*SOURCE EXTRACT:*
═══
Electroconvulsive Therapy: Obsolete and Dangerous or Still Just Misunderstood?

Psychiatric Times, Vol 38, Issue 4, Volume 04,

ECT has undoubtedly been foundational in the field of interventional psychiatry, yet controversy remains an underlying theme.

CLINICAL REFLECTIONS: POINT/COUNTERPOINT

The rhetoric surrounding the merits of electroconvulsive therapy (ECT) can sometimes become so heated that one is reminded of the wise prohibition against discussing politics or religion in a bar. This is disappointing because we can truthfully say that we have more experience with this procedure, which was introduced in 1938, than we do with any other psychopharmacological intervention. We have decades of data on its use and effects. How can there still be such disagreement?

It should come as no surprise that stigma is an important underlying theme in this discussion. ECT canstill sound frightening and conjure up images out of a horror movie. We know our patients contend with negative opinions and perceptions from the general public, acquaintances, and friends. However, the problem becomes all the more salient when the stigmatization involves professionals, whether they be pharmacists, physicians in other specialties, or indeed, even psychiatrists.
═══
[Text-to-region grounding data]
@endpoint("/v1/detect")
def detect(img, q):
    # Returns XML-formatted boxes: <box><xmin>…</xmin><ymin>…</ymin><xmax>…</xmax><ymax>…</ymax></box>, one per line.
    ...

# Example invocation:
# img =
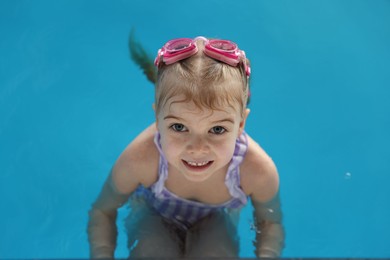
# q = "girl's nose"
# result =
<box><xmin>187</xmin><ymin>136</ymin><xmax>209</xmax><ymax>154</ymax></box>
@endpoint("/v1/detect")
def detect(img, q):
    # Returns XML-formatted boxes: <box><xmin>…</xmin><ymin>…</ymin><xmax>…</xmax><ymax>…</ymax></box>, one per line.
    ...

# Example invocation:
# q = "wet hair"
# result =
═══
*EXERCISE AIM:* From the article on electroconvulsive therapy, quote the passage that begins with the words "CLINICAL REFLECTIONS: POINT/COUNTERPOINT" and ends with "be such disagreement?". None of the items is needed for this work.

*SOLUTION FOR THIS TASK:*
CLINICAL REFLECTIONS: POINT/COUNTERPOINT

The rhetoric surrounding the merits of electroconvulsive therapy (ECT) can sometimes become so heated that one is reminded of the wise prohibition against discussing politics or religion in a bar. This is disappointing because we can truthfully say that we have more experience with this procedure, which was introduced in 1938, than we do with any other psychopharmacological intervention. We have decades of data on its use and effects. How can there still be such disagreement?